## What to do
Print the part of the article on Rubicon Theatre's Zoom MacBeth that opens with the words containing "On July 18, 2020, 100" and closes with "of it’s kind.". Copy it word for word.

## Exercise passage
──────────

On July 18, 2020, 100 high school students from the Ventura Unified School district will be treated to a Zoom MacBeth, courtesy of the Rubicon Theatre Company’s Fearless Shakespeare program. The teens are participating in the Library’s Youth Services summer reading program and this partnership with Rubicon is the first of it’s kind.
Working to engage kids outside of the theatre’s summer program has long been a goal of Kirby Ward, head of Rubicon’s youth season. Ward has been running the program since 2018. “The hard work these kids put in during our summer camps is remarkable and intense. It will be wonderful for their peers to see the fruits of their labor.” Originally, the hope had been for the Friends of the Library to bring a full house worth of middle schoolers to see a production from the Musical Theatre Camp. When it became evident that for the foreseeable future no shows would be happening on stage at Rubicon’s Main Street address, Ward switched gears. Rubicon reached out to Charles McDermott who is President of the Friends of the Library and offered the complimentary Zoom codes. “Taking on William Shakespeare’s immortal words is both a challenge and a gift for our students. But the work is for nothing if they can’t share it with an audience. We want the community to see it, and especially young people.”
COVID-19 has shut down Rubicon in the physical sense, but the summer education programs are going strong. Ward has embraced the opportunities presented by Zoom and online learning in general and he’s bringing his staff and the students along for a wild ride. Zoom MacBeth is guided by Director, Joseph Fuqua, who has run the Fearless Shakespeare program for more than a decade. Each morning, the students rehearse for several hours and then self-tape themselves as they work on scenes with their cast-mates. The videos are then sent to RTC’s videographer, Joseph DeMaria, who is compiling then into a Zoom masterpiece. The end result will be a part livestream, part video, part home-studio extravaganza.
Ward is eager to see what the high schoolers participating in the Library Youth Services summer reading program take away from the Zoom MacBeth. Rubicon is providing the Library with Mr. Fuqua’s edited version of the script for comparison to the Bard’s original. Fuqua has always tailored his revision to his audience – young people who may be seeing Shakespeare for the first time. He tries to keep his production’s running time under two hours, that’s including intermission, and he typically places his productions in a contemporary setting. This year’s MacBeth features a a spin on Graphic novels and their popularity with young readers.
Ward, McDermott and Fuqua are expecting this to be an interesting experiment in exploring how live theatre will translate to Zoom. All three are betting the Bard’s words can gain some new (and youthful) fans. “Theatre needs an audience,” says Ward, “this may be an unorthodox way of finding one but we want our students to understand that artists must evolve and respond to the realities around them.”

──────────

## Data under study
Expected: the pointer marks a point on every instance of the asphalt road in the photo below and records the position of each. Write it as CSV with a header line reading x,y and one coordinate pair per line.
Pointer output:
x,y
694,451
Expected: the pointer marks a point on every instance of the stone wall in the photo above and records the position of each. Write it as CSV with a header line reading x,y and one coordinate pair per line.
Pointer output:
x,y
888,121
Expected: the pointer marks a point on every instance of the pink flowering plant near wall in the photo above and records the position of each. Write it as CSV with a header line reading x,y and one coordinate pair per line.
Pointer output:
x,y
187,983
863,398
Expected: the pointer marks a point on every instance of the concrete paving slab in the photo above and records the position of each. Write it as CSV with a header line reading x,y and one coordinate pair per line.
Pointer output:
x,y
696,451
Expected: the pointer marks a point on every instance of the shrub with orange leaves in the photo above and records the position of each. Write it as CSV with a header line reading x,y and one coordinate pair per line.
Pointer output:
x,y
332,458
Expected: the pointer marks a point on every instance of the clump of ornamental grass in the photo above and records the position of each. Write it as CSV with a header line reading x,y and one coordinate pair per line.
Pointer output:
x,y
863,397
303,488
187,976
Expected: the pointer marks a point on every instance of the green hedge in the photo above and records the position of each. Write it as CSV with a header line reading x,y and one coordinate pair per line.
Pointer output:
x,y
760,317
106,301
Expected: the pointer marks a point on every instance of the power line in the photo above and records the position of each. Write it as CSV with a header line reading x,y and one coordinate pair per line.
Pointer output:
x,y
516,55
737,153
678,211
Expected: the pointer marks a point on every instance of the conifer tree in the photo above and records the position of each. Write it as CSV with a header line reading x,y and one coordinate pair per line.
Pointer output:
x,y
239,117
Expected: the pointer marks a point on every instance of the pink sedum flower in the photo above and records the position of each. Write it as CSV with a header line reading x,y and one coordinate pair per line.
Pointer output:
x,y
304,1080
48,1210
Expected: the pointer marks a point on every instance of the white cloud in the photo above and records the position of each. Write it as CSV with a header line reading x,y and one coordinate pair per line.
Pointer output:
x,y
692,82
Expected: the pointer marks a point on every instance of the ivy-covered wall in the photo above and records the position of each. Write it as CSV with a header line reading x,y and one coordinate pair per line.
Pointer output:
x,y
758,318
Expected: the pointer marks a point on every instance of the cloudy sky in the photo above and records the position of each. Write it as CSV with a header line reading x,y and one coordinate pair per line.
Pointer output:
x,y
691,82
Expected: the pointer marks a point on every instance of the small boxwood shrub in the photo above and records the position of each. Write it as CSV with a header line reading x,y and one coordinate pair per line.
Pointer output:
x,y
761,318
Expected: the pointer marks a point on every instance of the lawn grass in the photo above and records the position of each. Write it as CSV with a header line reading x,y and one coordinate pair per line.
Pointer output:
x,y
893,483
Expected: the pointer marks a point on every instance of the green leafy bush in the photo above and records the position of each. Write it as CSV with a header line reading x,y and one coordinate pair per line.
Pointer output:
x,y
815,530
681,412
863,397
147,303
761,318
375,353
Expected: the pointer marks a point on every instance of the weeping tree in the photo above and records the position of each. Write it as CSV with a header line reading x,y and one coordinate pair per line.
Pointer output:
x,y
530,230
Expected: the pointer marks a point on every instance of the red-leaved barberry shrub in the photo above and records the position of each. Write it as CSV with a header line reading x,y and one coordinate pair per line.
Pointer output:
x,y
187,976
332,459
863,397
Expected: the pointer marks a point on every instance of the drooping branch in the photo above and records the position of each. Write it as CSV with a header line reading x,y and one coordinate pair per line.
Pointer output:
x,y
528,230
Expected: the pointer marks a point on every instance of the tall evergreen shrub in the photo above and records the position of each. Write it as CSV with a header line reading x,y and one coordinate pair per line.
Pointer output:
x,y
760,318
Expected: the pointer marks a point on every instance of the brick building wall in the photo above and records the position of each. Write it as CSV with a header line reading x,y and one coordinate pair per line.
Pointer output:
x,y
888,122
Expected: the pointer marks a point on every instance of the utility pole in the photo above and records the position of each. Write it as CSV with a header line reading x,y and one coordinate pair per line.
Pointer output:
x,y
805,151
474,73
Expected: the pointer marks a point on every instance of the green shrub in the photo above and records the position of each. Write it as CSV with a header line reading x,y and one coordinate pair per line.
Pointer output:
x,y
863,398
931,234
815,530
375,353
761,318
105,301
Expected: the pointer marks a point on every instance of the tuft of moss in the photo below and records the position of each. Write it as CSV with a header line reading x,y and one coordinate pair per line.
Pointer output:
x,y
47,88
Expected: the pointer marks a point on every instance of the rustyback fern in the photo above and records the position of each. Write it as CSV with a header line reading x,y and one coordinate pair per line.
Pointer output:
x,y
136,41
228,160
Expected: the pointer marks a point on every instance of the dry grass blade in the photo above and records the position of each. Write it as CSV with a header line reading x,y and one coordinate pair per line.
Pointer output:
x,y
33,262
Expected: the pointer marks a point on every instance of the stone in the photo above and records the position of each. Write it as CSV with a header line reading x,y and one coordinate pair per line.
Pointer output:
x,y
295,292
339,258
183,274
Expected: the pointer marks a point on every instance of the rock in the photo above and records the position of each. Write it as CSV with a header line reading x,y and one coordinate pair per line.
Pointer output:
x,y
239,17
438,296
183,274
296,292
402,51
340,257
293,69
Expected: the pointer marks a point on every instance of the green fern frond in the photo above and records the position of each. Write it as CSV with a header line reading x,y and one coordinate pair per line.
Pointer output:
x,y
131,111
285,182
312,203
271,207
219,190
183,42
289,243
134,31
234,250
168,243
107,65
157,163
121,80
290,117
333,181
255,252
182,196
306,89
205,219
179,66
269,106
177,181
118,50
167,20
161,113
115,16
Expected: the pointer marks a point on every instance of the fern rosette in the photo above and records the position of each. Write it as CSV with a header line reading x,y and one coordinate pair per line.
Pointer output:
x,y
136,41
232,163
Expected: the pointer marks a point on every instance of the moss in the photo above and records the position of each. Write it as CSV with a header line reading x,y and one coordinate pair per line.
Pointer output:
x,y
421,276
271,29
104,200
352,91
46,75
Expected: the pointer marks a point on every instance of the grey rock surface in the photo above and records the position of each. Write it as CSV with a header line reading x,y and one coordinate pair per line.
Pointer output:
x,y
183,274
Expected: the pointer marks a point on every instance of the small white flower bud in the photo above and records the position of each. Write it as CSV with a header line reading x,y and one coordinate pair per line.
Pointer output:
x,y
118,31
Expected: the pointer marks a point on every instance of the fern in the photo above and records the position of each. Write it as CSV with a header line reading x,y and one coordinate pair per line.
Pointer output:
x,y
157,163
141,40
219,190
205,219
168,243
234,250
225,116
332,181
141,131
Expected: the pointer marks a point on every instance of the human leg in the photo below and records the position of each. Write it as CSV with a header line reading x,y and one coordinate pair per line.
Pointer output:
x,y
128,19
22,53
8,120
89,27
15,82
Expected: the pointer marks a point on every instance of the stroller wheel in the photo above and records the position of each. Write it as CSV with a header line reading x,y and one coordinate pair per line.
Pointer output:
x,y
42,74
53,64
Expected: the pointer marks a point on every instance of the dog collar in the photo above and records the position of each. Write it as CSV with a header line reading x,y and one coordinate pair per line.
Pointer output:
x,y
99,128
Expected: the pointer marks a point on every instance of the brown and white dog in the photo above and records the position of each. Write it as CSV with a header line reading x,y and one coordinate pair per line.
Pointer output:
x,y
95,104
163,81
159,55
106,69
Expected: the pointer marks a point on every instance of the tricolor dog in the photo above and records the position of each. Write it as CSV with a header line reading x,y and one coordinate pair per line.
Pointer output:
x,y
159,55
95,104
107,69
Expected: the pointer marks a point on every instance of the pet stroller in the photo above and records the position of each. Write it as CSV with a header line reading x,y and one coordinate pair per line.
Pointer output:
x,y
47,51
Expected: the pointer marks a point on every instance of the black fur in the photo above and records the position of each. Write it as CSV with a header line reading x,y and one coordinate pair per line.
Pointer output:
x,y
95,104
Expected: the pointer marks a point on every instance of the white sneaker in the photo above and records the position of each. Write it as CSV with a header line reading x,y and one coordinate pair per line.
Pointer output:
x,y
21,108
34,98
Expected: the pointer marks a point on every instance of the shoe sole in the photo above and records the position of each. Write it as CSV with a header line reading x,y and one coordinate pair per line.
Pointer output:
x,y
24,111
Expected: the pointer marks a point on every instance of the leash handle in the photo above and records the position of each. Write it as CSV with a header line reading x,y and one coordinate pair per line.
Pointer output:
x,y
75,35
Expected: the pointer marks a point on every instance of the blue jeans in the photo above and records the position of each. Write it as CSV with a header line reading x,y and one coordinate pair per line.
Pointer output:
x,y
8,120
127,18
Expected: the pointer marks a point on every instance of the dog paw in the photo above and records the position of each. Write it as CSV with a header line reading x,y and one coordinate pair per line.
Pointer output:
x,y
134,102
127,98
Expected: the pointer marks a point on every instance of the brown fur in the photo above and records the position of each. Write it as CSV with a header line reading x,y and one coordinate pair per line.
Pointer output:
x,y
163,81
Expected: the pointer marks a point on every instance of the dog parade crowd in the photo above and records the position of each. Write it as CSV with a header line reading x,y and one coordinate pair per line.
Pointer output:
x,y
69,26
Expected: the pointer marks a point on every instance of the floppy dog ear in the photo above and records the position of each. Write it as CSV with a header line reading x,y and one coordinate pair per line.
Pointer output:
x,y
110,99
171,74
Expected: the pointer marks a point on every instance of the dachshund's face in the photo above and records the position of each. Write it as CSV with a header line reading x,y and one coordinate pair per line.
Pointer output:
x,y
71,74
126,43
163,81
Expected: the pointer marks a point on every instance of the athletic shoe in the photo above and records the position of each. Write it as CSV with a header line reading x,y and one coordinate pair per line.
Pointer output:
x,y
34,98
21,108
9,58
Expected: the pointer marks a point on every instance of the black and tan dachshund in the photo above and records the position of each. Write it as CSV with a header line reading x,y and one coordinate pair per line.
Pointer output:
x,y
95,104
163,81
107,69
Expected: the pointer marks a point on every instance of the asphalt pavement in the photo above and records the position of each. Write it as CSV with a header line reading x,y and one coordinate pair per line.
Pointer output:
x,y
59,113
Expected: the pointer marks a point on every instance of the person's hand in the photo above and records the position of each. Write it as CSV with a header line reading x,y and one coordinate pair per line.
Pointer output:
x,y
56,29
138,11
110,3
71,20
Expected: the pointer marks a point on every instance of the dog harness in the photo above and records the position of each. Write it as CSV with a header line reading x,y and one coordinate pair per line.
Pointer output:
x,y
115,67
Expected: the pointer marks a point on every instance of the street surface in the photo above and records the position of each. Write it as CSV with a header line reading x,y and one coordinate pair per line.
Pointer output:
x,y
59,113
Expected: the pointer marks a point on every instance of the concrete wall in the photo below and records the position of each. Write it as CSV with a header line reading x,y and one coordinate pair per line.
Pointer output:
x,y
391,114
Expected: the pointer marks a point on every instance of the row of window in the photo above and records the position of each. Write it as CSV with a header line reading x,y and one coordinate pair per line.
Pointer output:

──────────

## Your response
On July 18, 2020, 100 high school students from the Ventura Unified School district will be treated to a Zoom MacBeth, courtesy of the Rubicon Theatre Company’s Fearless Shakespeare program. The teens are participating in the Library’s Youth Services summer reading program and this partnership with Rubicon is the first of it’s kind.